Exercise brief: Set down every entry again word for word, please, but skip the pictures.

Material shown:
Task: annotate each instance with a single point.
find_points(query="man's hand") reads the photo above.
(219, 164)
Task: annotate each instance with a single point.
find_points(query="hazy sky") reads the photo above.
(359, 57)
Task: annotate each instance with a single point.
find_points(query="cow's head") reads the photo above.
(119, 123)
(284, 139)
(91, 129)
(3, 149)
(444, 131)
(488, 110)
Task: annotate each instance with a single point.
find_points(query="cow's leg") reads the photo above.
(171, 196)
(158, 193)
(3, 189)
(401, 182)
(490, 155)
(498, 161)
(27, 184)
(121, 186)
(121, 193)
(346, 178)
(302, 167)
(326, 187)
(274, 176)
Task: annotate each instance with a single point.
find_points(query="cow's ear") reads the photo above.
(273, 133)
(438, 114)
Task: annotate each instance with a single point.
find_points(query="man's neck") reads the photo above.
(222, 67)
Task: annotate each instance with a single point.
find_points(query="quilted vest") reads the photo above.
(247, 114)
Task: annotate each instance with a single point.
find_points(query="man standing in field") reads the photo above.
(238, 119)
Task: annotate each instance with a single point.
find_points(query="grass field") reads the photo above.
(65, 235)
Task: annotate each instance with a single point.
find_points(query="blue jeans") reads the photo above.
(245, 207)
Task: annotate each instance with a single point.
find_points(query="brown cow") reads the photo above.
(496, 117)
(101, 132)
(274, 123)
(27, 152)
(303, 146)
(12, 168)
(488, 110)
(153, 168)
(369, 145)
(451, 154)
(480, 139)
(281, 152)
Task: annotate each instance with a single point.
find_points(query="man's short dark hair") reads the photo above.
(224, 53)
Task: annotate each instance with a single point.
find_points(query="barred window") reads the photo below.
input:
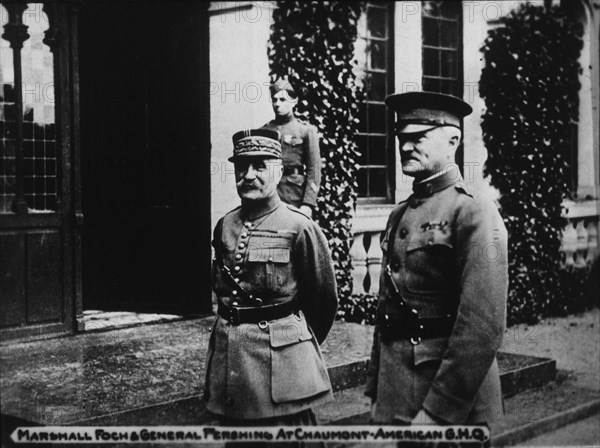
(374, 51)
(39, 145)
(442, 47)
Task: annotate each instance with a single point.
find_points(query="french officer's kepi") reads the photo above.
(264, 143)
(423, 111)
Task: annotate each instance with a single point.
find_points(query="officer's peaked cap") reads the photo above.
(423, 111)
(264, 143)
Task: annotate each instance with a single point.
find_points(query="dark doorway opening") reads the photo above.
(145, 156)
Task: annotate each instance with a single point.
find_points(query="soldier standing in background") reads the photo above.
(277, 299)
(442, 301)
(300, 151)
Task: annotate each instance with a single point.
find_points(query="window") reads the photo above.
(36, 152)
(374, 51)
(442, 52)
(442, 47)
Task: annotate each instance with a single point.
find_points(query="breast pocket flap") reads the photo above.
(269, 255)
(429, 239)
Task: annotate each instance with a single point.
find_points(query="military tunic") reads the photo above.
(257, 371)
(300, 148)
(448, 256)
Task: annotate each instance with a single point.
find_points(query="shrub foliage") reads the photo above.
(311, 45)
(530, 87)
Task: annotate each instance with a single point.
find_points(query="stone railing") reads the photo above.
(579, 245)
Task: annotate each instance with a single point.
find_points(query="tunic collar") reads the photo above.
(437, 182)
(252, 210)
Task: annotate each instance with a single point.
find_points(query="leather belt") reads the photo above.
(253, 315)
(288, 170)
(429, 328)
(421, 328)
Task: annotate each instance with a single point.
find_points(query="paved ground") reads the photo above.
(70, 379)
(583, 433)
(573, 341)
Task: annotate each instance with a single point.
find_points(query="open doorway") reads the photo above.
(145, 156)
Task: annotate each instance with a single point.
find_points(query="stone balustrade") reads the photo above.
(579, 245)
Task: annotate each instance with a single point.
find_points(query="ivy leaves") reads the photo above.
(530, 86)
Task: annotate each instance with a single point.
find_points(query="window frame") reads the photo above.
(390, 160)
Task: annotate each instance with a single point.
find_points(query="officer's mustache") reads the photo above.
(248, 185)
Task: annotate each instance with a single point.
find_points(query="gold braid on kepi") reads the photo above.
(423, 111)
(264, 143)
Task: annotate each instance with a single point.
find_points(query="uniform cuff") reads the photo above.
(446, 407)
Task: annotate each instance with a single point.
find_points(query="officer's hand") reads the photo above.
(306, 210)
(423, 418)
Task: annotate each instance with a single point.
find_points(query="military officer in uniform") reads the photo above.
(277, 299)
(301, 179)
(442, 301)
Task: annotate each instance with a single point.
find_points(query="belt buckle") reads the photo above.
(418, 328)
(234, 316)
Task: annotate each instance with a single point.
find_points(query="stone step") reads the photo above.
(528, 414)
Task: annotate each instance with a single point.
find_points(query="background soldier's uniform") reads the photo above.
(274, 368)
(447, 250)
(301, 162)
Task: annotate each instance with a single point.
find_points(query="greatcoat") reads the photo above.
(275, 368)
(448, 256)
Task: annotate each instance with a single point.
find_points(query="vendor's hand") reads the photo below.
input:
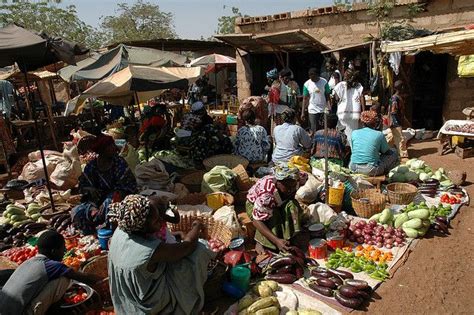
(283, 245)
(198, 224)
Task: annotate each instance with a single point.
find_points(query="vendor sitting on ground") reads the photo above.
(371, 154)
(272, 206)
(338, 148)
(206, 139)
(148, 275)
(42, 280)
(290, 139)
(253, 142)
(104, 180)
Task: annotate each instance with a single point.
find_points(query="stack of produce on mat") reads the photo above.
(286, 269)
(381, 235)
(262, 301)
(356, 264)
(416, 220)
(341, 285)
(415, 170)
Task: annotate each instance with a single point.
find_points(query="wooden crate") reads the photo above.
(464, 153)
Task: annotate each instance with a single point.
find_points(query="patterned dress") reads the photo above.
(252, 143)
(264, 204)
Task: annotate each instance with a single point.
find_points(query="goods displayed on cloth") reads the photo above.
(219, 178)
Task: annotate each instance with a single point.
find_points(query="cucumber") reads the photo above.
(35, 216)
(413, 224)
(420, 214)
(385, 217)
(412, 233)
(375, 217)
(15, 211)
(402, 218)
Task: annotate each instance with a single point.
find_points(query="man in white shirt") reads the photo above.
(315, 99)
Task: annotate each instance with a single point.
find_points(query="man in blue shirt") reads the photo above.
(371, 154)
(42, 280)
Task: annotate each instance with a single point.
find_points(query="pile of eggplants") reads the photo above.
(441, 225)
(341, 285)
(288, 268)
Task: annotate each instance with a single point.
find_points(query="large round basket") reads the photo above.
(212, 229)
(192, 199)
(193, 181)
(227, 160)
(96, 265)
(401, 193)
(368, 202)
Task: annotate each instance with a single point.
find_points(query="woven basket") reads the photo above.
(96, 265)
(192, 199)
(401, 193)
(374, 202)
(212, 229)
(227, 160)
(193, 181)
(243, 179)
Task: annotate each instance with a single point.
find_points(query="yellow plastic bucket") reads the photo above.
(336, 195)
(219, 199)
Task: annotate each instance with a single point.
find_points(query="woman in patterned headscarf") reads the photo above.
(148, 275)
(272, 206)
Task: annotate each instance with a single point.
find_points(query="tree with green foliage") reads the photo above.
(226, 23)
(139, 21)
(54, 21)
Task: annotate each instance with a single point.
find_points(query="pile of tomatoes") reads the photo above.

Response:
Task: annotate each instance with a single point.
find_points(query="man's hand") reads the photo above.
(219, 164)
Task: annotate each instance with a single point.
find_points(query="hazy sky") reads the photo above.
(359, 57)
Task: annotate each instance with a single point.
find_points(query="cow's head") reads the photo above.
(119, 123)
(284, 139)
(91, 129)
(3, 149)
(444, 131)
(488, 110)
Task: annotate each instance with a single point.
find_points(query="cow's leg") reads the photo above.
(171, 196)
(158, 193)
(3, 189)
(401, 182)
(490, 155)
(498, 161)
(27, 184)
(121, 186)
(121, 193)
(346, 178)
(302, 167)
(326, 187)
(274, 176)
Task: annotate each instance with a single point.
find_points(query="cow's ear") reads the photo above.
(273, 133)
(438, 114)
Task: annotate each instance with a single point.
find_points(query="man's neck") reads the photo above.
(222, 67)
Task: annotate each instance with a single point.
find_points(query="quilted vest") reads the photo above.
(247, 114)
Task: annotate each instance with a single point.
find_points(query="man standing in field") reads the photo above.
(238, 119)
Task: annotate each instance with a single point.
find_points(query="grass field") reads the photo above.
(65, 235)
Task: annotate each instance with a single point.
find_points(query="blue jeans") reads the photo above.
(245, 207)
Task: annotate each instance with a single point.
find_points(query="brown cow") reads the photo above.
(496, 117)
(101, 132)
(274, 123)
(27, 152)
(303, 146)
(12, 168)
(488, 110)
(153, 168)
(369, 145)
(451, 154)
(480, 139)
(281, 152)
Task: annotate each instance with a single point.
find_points(query="man's short dark hair") reads the photo above.
(224, 53)
Task: annotate each instance with a single point.
find_points(query="barred window") reads the photo below.
input:
(374, 51)
(39, 145)
(442, 47)
Task: annotate each instance with a single point.
find_points(query="french officer's kepi") reads the photo above.
(264, 143)
(423, 111)
Task: annotate each instance with a single point.
find_points(query="officer's peaked cap") reads the photo above.
(423, 111)
(264, 143)
Task: annotate each instance with a single point.
find_points(query="dark doorway opening") reads the photo above.
(145, 156)
Task: annotate each instance with a single point.
find_points(query="soldier standing in background") reads the photo above.
(277, 299)
(442, 301)
(300, 151)
Task: annotate each instance with a single point.
find_points(query="window") reads the photo above.
(36, 152)
(374, 51)
(442, 52)
(442, 47)
Task: annotate each instance with a single point.
find_points(query="breast pocket flap") reads the photo above.
(269, 255)
(429, 239)
Task: annotate each instance with a single point.
find_points(query="military tunic") reads the photo above.
(257, 371)
(300, 148)
(448, 256)
Task: annotate each instance with a single point.
find_points(query="shrub foliage") reads the photo above.
(311, 45)
(530, 87)
Task: annotate each instance with a single point.
find_points(query="stone railing") reads the photo above.
(579, 245)
Task: annotate each instance with a single point.
find_points(query="tunic collar") reads the photo above.
(437, 182)
(252, 210)
Task: annotate each instance with a single point.
find_points(query="leather belt") reads the photo above.
(253, 315)
(288, 170)
(429, 328)
(421, 328)
Task: annotate each instance with a single point.
find_points(query="paved ground") reads the photo above.
(70, 379)
(583, 433)
(573, 341)
Task: annotate each instance with a single point.
find_points(query="open doorway") reads the photo above.
(145, 156)
Task: annotate each instance with a single point.
find_points(query="stone balustrade") reads the photo above.
(579, 245)
Task: annotate each instance with a single point.
find_points(query="ivy leaves") reads the photo above.
(530, 86)
Task: annotate each instance with a single point.
find_points(query="window frame") reads the photo above.
(390, 160)
Task: annotate each instance with a single point.
find_points(query="officer's mustache") reads the photo above.
(248, 185)
Task: annotate each instance with a single point.
find_points(query="gold braid on kepi") reads the photo above.
(423, 111)
(264, 143)
Task: annotate each instance with a single point.
find_points(query="uniform cuff") reads the photo above.
(446, 407)
Task: annotate each instance with a single point.
find_points(query="officer's hand") reads the photo above.
(306, 210)
(423, 418)
Task: annotate each instance with a single point.
find_points(query="military officer in uniform") reads the photo above.
(277, 299)
(301, 179)
(442, 301)
Task: annotate each instance with a single point.
find_points(query="belt buckle") reads the photo above.
(418, 328)
(234, 316)
Task: annotate each instance with a single point.
find_points(query="stone step") reads the photo above.
(528, 414)
Task: annotate each instance with a single point.
find_points(query="background soldier's uniform") reads the photo above.
(274, 368)
(447, 250)
(301, 162)
Task: annotate each instance with a single point.
find_points(query="greatcoat") reads the photo above.
(275, 368)
(448, 256)
Task: annotate each instance with a single point.
find_points(query="vendor's hand") reads the photo below.
input:
(283, 245)
(198, 224)
Task: annotate each instance with a single point.
find_points(query="vendor sitting on ground") reads the photo above.
(371, 154)
(272, 206)
(338, 148)
(206, 139)
(148, 275)
(42, 280)
(290, 139)
(253, 142)
(104, 180)
Task: annotate each instance with a single point.
find_points(query="stack of produce on mat") reads the photo above.
(286, 269)
(381, 235)
(262, 301)
(356, 264)
(416, 220)
(341, 285)
(415, 170)
Task: annotate each instance with a single point.
find_points(query="wooden crate") reads the photo above.
(464, 153)
Task: annotate each instance with a single point.
find_points(query="patterned dress") reads the photo above.
(252, 143)
(264, 204)
Task: annotate each instance with a single point.
find_points(query="goods displayed on cloth") reads the photo above.
(219, 178)
Task: annotate each instance with a single point.
find_points(query="cucumber") reads the photo above.
(35, 216)
(413, 224)
(420, 214)
(385, 217)
(412, 233)
(375, 217)
(15, 211)
(402, 218)
Task: annotate each instance with a single point.
find_points(query="man in white shirt") reads the photo above.
(315, 99)
Task: annotate each instance with a single point.
find_points(query="man in blue shirt") reads the photo above.
(371, 154)
(42, 280)
Task: annotate each instance with a single point.
find_points(query="pile of eggplants") reads the photo above.
(441, 225)
(341, 285)
(288, 268)
Task: annotate each instance with a single point.
find_points(query="large round basket") reads the photo above.
(212, 229)
(192, 199)
(193, 181)
(227, 160)
(96, 265)
(401, 193)
(368, 202)
Task: annotate each instance with a single point.
find_points(query="woven basket") reads the photo above.
(96, 265)
(192, 199)
(401, 193)
(374, 202)
(212, 229)
(227, 160)
(193, 181)
(243, 179)
Task: annotate each instance with a single point.
find_points(query="yellow plastic bucket") reads the photo above.
(336, 195)
(219, 199)
Task: annotate each instance with a single point.
find_points(query="woman in patterned headscarf") reads the photo above.
(148, 275)
(272, 206)
Task: annotate each instance with a single point.
find_points(query="tree with green foliage") reads the photo above.
(226, 23)
(139, 21)
(54, 21)
Task: annotate each instance with a single point.
find_points(query="pile of tomatoes") reads the photo above.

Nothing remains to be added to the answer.